*TASK SET:*
• a. Please copy the entries word for word. Begin with their first line and stop after the line that contains "[253,73,372,182]", including that line.
• b. Continue the piece on Shirley Temple past its last sentence.

With her passing at age 85 earlier this week, we were reminded not only just how big a star Temple as a child had been – world's top box office attraction three years running – but how some stars dim almost entirely when their moment passes, while others continue to twinkle long after their mortal spark has expired.

I'd wager that a large part of the globe was learning of Shirley Temple for the first time this week, and were no doubt wondering what kind of world would fall at the feet of a tap-dancing six-year-old girl with dimples, ringlets and an aura of almost unnerving pint-sized composure.

An already unnerved world is the answer, and a world undergoing a very particular form of anxiety that needed something equally particular to soothe it. By now it's almost rote to note that Temple, in a series of custom-made studio vehicles (Heidi, Bright Eyes, The Little Princess) spanning the dirtiest years of the Thirties, was a kind of fantasy tonic for depressed times. Irrepressibly chipper and optimistic even when orphaned and abandoned – as she usually was – and able to hold her own as the only child in an adult world – as she often was – Temple combined innocence and bravado in a way that implied it was possible not only to tap dance your way through tragedy, but with your childlike inner core intact. Her message, a variation on one of the most untiring of popular American myths, was that childhood trumps everything. As a state of being, innocence is transcendent and buoyant as a carnival balloon, and nothing can touch it as it floats over the troubles below. (Or should touch it either, Mr. Greene.)

*SOURCE RECORDS:*
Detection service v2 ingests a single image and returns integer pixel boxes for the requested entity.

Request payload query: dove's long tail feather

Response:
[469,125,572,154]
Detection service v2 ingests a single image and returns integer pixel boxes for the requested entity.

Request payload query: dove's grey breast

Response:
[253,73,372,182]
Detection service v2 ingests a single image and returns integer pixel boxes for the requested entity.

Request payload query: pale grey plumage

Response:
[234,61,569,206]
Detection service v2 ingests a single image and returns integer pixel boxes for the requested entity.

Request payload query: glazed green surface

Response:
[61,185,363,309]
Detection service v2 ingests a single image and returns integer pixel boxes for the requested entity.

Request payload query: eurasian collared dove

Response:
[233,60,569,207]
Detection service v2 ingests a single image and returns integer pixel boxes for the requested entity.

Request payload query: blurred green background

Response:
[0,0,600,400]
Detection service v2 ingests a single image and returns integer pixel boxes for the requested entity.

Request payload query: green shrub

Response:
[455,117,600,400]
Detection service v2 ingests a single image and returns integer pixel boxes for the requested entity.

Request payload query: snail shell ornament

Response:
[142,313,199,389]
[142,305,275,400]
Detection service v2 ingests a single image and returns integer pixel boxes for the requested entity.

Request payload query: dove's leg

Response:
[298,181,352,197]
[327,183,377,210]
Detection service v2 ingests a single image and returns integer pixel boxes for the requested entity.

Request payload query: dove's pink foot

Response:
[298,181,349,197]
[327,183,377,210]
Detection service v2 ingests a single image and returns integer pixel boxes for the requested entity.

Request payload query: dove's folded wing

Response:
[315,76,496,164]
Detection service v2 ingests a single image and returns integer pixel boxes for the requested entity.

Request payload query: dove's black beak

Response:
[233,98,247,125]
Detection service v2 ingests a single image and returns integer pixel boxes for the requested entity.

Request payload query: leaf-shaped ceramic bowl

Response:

*RESULTS IN ORDER:*
• a.
Detection service v2 ingests a single image and returns integer pixel boxes for the requested entity.

Request payload query: dove's long tail feather

Response:
[469,125,572,154]
Detection service v2 ingests a single image and returns integer pixel boxes for the requested entity.

Request payload query: dove's grey breast

Response:
[253,73,372,182]

• b.
But that also placed a pretty short shelf life on Shirley Temple's pop cultural utility: Once her childhood was over, so ended her currency. If this seems a little self-evident because it's the fate of most child stars – and if the struggle to transition to adulthood lies at the root of so many former child stars' public traumas – remember that in Temple's case, childhood was not only a phase of personal growth but also a state of ideal national being. She stood for the country at its precocious and unflappable tap-dancing best, when it so sorely needed to feel like an invulnerable tot, so the very fact of her aging amounted to something like betrayal. If she had to grow up, everybody did.

Which is why the truth of her post-moppet movie career is more poignant than the myth, the one that says Temple was pretty much over by age 12. She wasn't. Her career not only went on in movies for another 10 years, she was under prestigious contract to David O. Selznick, contracted to 20th Century Fox and worked with top directors such as John Ford and George Cukor. The truth was that people had stopped caring. As fine and beautiful an actress as the teenaged and young adult Temple was, she wasn't the Temple that people had adored during the Depression because she represented childhood as an impregnable refuge from pain, suffering and reality in general. If anything, she was a reminder that even that was just a dream. The Good Ship Lollipop had sailed over the horizon.